------ Selected passage ------
The second research question raised in
Section 1 concerns whether or not EMAP can help the vegetation detection performance. Based on our experiments, the answer is positive. In the 15-class land cover classification experiments, we observed that the synthetic bands helped the overall classification performance in both OA and AA (see
Table 3 and
Table 4). In the two-class vegetation detection scenario, we also see a similar trend, except the SVM and JSR cases. In those SVM and JSR cases, the performance difference between DS-4 and DS-44 is about 2%. In short, synthetic bands help more on those low performing methods such as ASD, MSD, etc.
In
Section 1, we also raised the question (Question 3) of whether or not there exist simple and high performing land cover classification methods for vegetation detection that may perform better than NDVI. We also brought up the fourth question about the quantification of the performance gain if there does exist simple and high performing methods. Based on our experiments, SVM performs better than other methods and achieved 99% accurate vegetation detection. The performance gain over NDVI is 6%.
The last question raised in
Section 1 is about whether or not LiDAR can help the vegetation detection. Based on our experiments, the performance gain of using LiDAR is small. This is mainly because most vegetation pixels are grass.
------ Material provided ------
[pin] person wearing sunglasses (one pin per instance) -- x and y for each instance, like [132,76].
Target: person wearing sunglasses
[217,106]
------
- _What you will do_:
1) Translate this sentence from the vegetation detection passage into Spanish: "Based on our experiments, the performance gain of using LiDAR is small."
2) Revise the vegetation detection passage from "The last question" to "pixels are grass.", replacing "grass" with "turfgrass".

- _Answers for the exercise_:
1) Según nuestros experimentos, la mejora de rendimiento obtenida al usar LiDAR es pequeña.

2)
The last question raised in
Section 1 is about whether or not LiDAR can help the vegetation detection. Based on our experiments, the performance gain of using LiDAR is small. This is mainly because most vegetation pixels are turfgrass.